## WHAT TO DO
Please print each of the items below word for word, keeping every line as it stands.

········

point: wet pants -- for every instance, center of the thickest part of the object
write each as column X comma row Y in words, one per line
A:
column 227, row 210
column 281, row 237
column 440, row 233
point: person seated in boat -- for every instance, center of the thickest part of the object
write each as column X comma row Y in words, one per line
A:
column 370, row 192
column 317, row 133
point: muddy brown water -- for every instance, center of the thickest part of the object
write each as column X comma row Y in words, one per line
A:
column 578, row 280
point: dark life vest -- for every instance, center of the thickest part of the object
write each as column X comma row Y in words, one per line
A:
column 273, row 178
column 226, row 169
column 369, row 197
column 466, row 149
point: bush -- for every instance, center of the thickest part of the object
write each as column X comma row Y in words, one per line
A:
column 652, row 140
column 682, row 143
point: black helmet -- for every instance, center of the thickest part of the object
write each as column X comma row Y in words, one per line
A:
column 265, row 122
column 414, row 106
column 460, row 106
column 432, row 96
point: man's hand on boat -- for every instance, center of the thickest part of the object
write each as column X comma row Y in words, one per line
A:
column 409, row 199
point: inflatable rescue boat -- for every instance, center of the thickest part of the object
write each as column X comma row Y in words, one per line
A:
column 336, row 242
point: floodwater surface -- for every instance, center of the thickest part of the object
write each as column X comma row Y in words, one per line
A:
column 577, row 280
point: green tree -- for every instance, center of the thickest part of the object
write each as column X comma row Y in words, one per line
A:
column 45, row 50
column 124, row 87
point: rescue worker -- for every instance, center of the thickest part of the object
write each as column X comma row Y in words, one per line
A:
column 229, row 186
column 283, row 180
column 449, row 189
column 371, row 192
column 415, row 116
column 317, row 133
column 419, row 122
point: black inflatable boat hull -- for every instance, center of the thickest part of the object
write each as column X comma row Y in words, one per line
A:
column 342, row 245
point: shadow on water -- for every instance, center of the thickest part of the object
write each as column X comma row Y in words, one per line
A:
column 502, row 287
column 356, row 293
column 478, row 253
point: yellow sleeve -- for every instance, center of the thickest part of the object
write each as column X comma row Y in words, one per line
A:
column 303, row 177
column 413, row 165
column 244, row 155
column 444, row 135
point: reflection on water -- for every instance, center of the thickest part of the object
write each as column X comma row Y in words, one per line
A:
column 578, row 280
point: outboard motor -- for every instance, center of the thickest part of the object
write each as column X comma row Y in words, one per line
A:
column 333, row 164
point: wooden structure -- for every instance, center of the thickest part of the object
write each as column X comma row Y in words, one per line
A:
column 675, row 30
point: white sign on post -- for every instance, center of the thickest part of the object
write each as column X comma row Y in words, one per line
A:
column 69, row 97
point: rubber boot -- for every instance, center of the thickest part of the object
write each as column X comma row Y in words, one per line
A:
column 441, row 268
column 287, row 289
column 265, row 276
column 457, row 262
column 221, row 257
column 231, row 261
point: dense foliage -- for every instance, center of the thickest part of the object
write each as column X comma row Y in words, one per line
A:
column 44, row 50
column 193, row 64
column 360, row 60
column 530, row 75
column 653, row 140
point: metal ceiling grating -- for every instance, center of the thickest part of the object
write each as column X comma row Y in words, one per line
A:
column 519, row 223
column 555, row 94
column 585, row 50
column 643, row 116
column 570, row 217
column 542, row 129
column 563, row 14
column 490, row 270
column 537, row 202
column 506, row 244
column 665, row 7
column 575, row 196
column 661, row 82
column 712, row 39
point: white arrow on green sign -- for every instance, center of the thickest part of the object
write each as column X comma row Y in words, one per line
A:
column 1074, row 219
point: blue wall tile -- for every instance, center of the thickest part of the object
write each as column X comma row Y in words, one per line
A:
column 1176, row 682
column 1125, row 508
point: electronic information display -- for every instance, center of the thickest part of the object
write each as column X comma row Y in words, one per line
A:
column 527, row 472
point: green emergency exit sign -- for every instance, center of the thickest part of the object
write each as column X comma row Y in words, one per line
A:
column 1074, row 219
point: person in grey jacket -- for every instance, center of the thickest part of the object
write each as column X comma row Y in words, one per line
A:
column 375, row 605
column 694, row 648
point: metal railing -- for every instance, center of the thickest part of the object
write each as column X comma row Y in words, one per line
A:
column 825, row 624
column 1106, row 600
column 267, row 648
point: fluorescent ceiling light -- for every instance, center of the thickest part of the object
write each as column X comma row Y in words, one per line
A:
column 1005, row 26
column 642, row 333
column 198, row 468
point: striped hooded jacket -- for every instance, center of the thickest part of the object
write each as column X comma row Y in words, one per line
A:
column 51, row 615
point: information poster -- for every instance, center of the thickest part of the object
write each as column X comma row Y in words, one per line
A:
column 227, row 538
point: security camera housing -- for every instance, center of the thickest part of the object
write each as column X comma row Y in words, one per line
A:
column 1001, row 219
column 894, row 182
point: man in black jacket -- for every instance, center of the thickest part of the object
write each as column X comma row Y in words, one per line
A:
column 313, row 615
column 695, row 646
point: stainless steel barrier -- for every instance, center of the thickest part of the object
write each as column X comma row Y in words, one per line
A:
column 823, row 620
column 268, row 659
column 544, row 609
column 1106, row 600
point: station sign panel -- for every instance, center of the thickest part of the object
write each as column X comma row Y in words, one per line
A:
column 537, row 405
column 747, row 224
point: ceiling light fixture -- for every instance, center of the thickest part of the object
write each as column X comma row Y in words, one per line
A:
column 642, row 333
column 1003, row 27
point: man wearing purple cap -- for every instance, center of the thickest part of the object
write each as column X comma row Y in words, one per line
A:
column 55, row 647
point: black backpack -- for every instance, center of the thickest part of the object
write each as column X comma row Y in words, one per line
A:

········

## SOLUTION TO THIS PROBLEM
point: wet pants -- for every instance, center of the thickest part of the object
write each as column X comma row Y in words, one per line
A:
column 227, row 210
column 281, row 237
column 440, row 233
point: person seated in boat -- for every instance, center of the thickest part of the object
write each as column X comma row Y in words, one per line
A:
column 370, row 192
column 317, row 133
point: muddy brown water -- for every instance, center of the thickest part of the object
write each as column X comma row Y in words, one per line
A:
column 578, row 280
point: dark life vest -- for every instance, center of the thickest part of the object
write each as column X comma row Y in words, one per line
A:
column 273, row 178
column 226, row 169
column 369, row 197
column 466, row 149
point: bush -- for every instance, center of the thickest part of the object
write each as column X comma row Y in words, one per line
A:
column 652, row 140
column 682, row 143
point: black helmet -- for every instance, center of the thickest part of the object
write each as column X comma row Y in words, one per line
A:
column 265, row 122
column 414, row 106
column 460, row 106
column 432, row 96
point: man's hand on boat -- for every instance, center of the thickest part of the object
write each as column X comma row Y in words, one per line
A:
column 409, row 199
point: inflatable rescue boat -- for every instance, center of the thickest part of the object
write each as column X comma row Y in words, one per line
A:
column 336, row 242
point: floodwater surface -- for every instance, center of the thickest part of the object
write each as column X comma row Y in words, one per line
A:
column 577, row 280
point: green tree -- for every instance, center of the thickest part of the object
write each as column X comma row Y in words, one per line
A:
column 45, row 50
column 124, row 87
point: rescue worker -- for every instance, center of the thickest part of the object
write each as column X comma row Y in words, one per line
A:
column 229, row 186
column 283, row 180
column 449, row 189
column 371, row 192
column 415, row 116
column 317, row 133
column 419, row 122
point: black inflatable boat hull -- for every instance, center of the thickest part of the object
write each as column X comma row Y in words, one per line
A:
column 342, row 245
point: shadow on water -- for every instance, center of the thickest part of the object
write each as column X comma row Y in words, one per line
A:
column 502, row 287
column 356, row 293
column 478, row 253
point: yellow sleeve -- for every instance, center of the thickest part of the object
write each as column X comma row Y in words, one per line
A:
column 303, row 177
column 413, row 165
column 244, row 155
column 444, row 135
point: reflection on water -- for every instance, center of the thickest part of the object
write each as column X comma row Y in words, one per line
A:
column 578, row 280
point: outboard motor -- for every instance, center of the thickest part of the object
write each as column X comma row Y in words, one per line
A:
column 333, row 164
point: wooden structure -- for every instance, center of the thickest part of the object
write each as column X comma row Y in words, one per line
A:
column 675, row 30
point: white sign on post -- for every instance, center of the thickest part of the object
write each as column X comma row Y in words, one per line
A:
column 69, row 97
point: rubber boot -- for every instance, center of the thickest part of the object
write each as column X comma row Y in words, one per line
A:
column 441, row 268
column 287, row 289
column 265, row 276
column 457, row 262
column 221, row 257
column 231, row 261
point: dense foliage -- for every instance, center of the thickest part of the object
write each as column X comma row Y in words, one per line
A:
column 44, row 50
column 193, row 64
column 360, row 60
column 530, row 75
column 653, row 140
point: metal ceiling grating -- for every instance, center of the thickest part of the object
write each as column X comma row Y in words, one per line
A:
column 519, row 223
column 555, row 94
column 585, row 50
column 643, row 116
column 570, row 217
column 542, row 129
column 563, row 14
column 490, row 270
column 537, row 202
column 506, row 244
column 665, row 7
column 575, row 196
column 661, row 82
column 712, row 39
point: white arrow on green sign -- for every instance, center of the thickest part of the object
write each as column X comma row Y in words, one per line
A:
column 1074, row 219
point: blue wall tile -- for every instance, center of the thickest part of the object
write each as column X comma row Y in words, one per line
A:
column 1176, row 682
column 1125, row 508
point: electronic information display -- for every instance, center of the thickest part of the object
write each as column X comma row Y in words, one per line
A:
column 527, row 472
point: green emergency exit sign -- for every instance, center of the thickest part of the object
write each as column X comma row Y in words, one per line
A:
column 1074, row 219
point: person in grey jacket -- for every instance, center of the thickest part of the object
write each as column X comma row Y in words, one per line
A:
column 375, row 605
column 694, row 648
point: metal railing -- for every instance, center of the thickest part of the object
write each as column X comma row Y in words, one per line
A:
column 825, row 624
column 1106, row 600
column 267, row 648
point: fluorescent ceiling light -- for every instance, center of the thickest part of the object
write each as column X comma row Y in words, one per line
A:
column 1005, row 26
column 642, row 333
column 198, row 468
point: striped hooded jacket -- for every instance, center of the thickest part of the object
write each as column X comma row Y in words, one per line
A:
column 51, row 615
point: information poster -- for every instance, center of the thickest part of the object
write each as column X comma row Y in words, one per line
A:
column 227, row 538
point: security camera housing -- for every instance, center of the thickest part of the object
write each as column X comma row Y in words, one per line
A:
column 1001, row 219
column 894, row 182
point: man in black jacket -- for every instance, center of the thickest part of the object
write each as column X comma row Y in words, one per line
A:
column 313, row 615
column 695, row 646
point: stainless steel barrier -- for every instance, center of the thickest part of the object
write each as column X comma row Y in words, one per line
A:
column 823, row 620
column 268, row 659
column 544, row 609
column 1106, row 600
point: station sign panel -- for every instance, center of the thickest part of the object
write each as column X comma row Y in words, one per line
A:
column 537, row 405
column 747, row 224
point: ceiling light fixture -- for every instance, center of the thickest part of the object
write each as column X comma row Y in words, one per line
A:
column 642, row 333
column 1003, row 27
point: man wearing purple cap -- for every instance, center of the thickest part of the object
write each as column X comma row Y in words, one per line
A:
column 55, row 647
point: black backpack -- for every instance, center of the thickest part of the object
write each as column X comma row Y in words, one per line
A:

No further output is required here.